EXERCISE OBJECTIVE: Reproduce the lines below word for word, covering every entry.

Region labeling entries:

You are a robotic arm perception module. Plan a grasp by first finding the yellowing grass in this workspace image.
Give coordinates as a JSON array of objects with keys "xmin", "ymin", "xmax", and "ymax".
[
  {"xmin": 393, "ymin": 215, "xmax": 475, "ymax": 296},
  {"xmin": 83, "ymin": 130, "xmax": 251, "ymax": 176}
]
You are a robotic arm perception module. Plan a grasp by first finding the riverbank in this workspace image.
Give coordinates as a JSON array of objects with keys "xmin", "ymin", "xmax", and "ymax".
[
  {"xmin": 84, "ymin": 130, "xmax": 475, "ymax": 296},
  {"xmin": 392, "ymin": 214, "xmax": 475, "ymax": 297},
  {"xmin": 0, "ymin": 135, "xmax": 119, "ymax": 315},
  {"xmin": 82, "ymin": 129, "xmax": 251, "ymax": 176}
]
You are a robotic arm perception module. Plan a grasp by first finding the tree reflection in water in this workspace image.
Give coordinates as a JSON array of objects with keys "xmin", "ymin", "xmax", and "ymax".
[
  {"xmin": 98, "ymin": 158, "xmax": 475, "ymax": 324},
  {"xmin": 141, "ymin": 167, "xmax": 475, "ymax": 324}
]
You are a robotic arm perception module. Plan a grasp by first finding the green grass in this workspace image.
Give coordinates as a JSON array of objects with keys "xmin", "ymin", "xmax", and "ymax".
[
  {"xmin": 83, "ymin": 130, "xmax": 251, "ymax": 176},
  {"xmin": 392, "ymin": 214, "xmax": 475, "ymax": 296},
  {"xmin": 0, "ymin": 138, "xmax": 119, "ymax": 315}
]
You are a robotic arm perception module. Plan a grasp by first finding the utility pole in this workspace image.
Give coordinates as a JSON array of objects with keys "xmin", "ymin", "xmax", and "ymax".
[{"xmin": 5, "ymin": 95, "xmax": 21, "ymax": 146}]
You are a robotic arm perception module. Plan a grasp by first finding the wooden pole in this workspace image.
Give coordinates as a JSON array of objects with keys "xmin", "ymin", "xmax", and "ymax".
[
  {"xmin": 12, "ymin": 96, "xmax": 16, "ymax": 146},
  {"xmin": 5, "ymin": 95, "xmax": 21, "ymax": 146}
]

EXERCISE SOLUTION:
You are a robotic arm perception module. Plan a grasp by first finding the yellowing grass in this workspace image.
Give coordinates as a JSON array of objects with keys "xmin", "ymin", "xmax", and "ymax".
[
  {"xmin": 393, "ymin": 215, "xmax": 475, "ymax": 296},
  {"xmin": 83, "ymin": 130, "xmax": 251, "ymax": 176}
]
You are a robotic arm perception module. Plan a grasp by first finding the riverbank in this workspace image.
Give coordinates as a JSON array of objects with keys "xmin", "ymin", "xmax", and "ymax".
[
  {"xmin": 84, "ymin": 130, "xmax": 475, "ymax": 296},
  {"xmin": 392, "ymin": 214, "xmax": 475, "ymax": 297},
  {"xmin": 0, "ymin": 135, "xmax": 119, "ymax": 315},
  {"xmin": 82, "ymin": 129, "xmax": 251, "ymax": 176}
]
You are a robotic arm perception module. Plan a grasp by first finding the tree reflection in water in this workspace image.
Give coordinates as a JSON array of objects with keys "xmin", "ymin", "xmax", and "ymax".
[
  {"xmin": 98, "ymin": 158, "xmax": 475, "ymax": 324},
  {"xmin": 141, "ymin": 167, "xmax": 475, "ymax": 324}
]
You are a robotic arm perception module. Plan a grasp by first finding the green grass in this workspace image.
Give coordinates as a JSON array of objects with keys "xmin", "ymin", "xmax", and "ymax".
[
  {"xmin": 83, "ymin": 130, "xmax": 251, "ymax": 176},
  {"xmin": 392, "ymin": 214, "xmax": 475, "ymax": 296},
  {"xmin": 0, "ymin": 138, "xmax": 119, "ymax": 315}
]
You are a robotic arm perception module. Plan a grasp by first finding the utility pole in this workspace image.
Give coordinates as a JSON array of objects with keys "xmin", "ymin", "xmax", and "ymax".
[{"xmin": 5, "ymin": 95, "xmax": 21, "ymax": 146}]
You are a robotic arm perception module. Plan a grasp by first finding the wooden pole in this workspace image.
Give coordinates as a JSON array of objects with keys "xmin", "ymin", "xmax", and "ymax".
[
  {"xmin": 12, "ymin": 96, "xmax": 16, "ymax": 146},
  {"xmin": 5, "ymin": 95, "xmax": 21, "ymax": 146}
]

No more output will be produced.